Imaginemos que hoy me ha tocado leerlo a mi. Escrito desde un Lunes para un Domingo que languidece. Yo he sentido responsabilidad.

Pero por cosas así, una noche de Domingo y una madrugada de Lunes pueden pasar de ser corrientes a tener un destello de belleza que quizá, marque alguna diferencia.



martes, 14 de agosto de 2012

Arríen las velas.



Hay un viejo proverbio oriental que reza: “Antes de salir a cambiar el mundo, da tres vueltas por tu casa”.

Llevo mucho tiempo sin escribir. Mucho tiempo lejos. Del blog, de casa. Del descanso. Me he sentado a pensar muchas veces frente a esta pantalla, pero también he estado lejos de sacar nada en claro.

Una vuelta. Dos... tres... Y he descubierto que no puedo salir a cambiar nada. Se han torcido demasiadas cosas, se han perdido demasiadas piezas. Y necesito sentarme a reconstruir.

En pocos días cumplo 24 años. Uno más. Uno menos. Cada vez pasan más rápido. La vida se hace más frenética, los cambios te sorprenden y no se dejan analizar. Cambian las cosas, te cambian a ti, y no te dejan darte cuenta. ¿Qué te está pasando, Burgués?

Que estás fallando. Que se te ha ido de las manos. Que decepcionas, y estas decepcionado. Eso pasa. Y que le echas la culpa a los años, a las circunstancias. Pero no. Tu eres el señor de tu destino. Tu eres el capitán de tu alma. Y eres tu el que fallas como amigo. El que tropiezas como persona. Eres tu quien hace daño.

Pero tu gobiernas la nave. A ti te toca encontrar el rumbo. Basta de desafiar al oleaje, sin timón ni timonel. Arríen las velas. Timón a la vía. Echen anclas. Pararemos aquí. Hasta nueva orden. Hasta encontrar el Norte. O el Sur.

▶ _Datos proporcionados_:
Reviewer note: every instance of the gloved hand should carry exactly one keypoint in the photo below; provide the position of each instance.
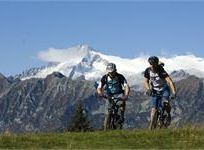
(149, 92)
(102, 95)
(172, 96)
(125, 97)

▶ _Objeto del ejercicio_: Transcriba literalmente el pasaje de la entrada del blog que va desde "Llevo mucho tiempo" hasta "está pasando, Burgués?".

▶ _Respuesta solicitada_:
Llevo mucho tiempo sin escribir. Mucho tiempo lejos. Del blog, de casa. Del descanso. Me he sentado a pensar muchas veces frente a esta pantalla, pero también he estado lejos de sacar nada en claro.

Una vuelta. Dos... tres... Y he descubierto que no puedo salir a cambiar nada. Se han torcido demasiadas cosas, se han perdido demasiadas piezas. Y necesito sentarme a reconstruir.

En pocos días cumplo 24 años. Uno más. Uno menos. Cada vez pasan más rápido. La vida se hace más frenética, los cambios te sorprenden y no se dejan analizar. Cambian las cosas, te cambian a ti, y no te dejan darte cuenta. ¿Qué te está pasando, Burgués?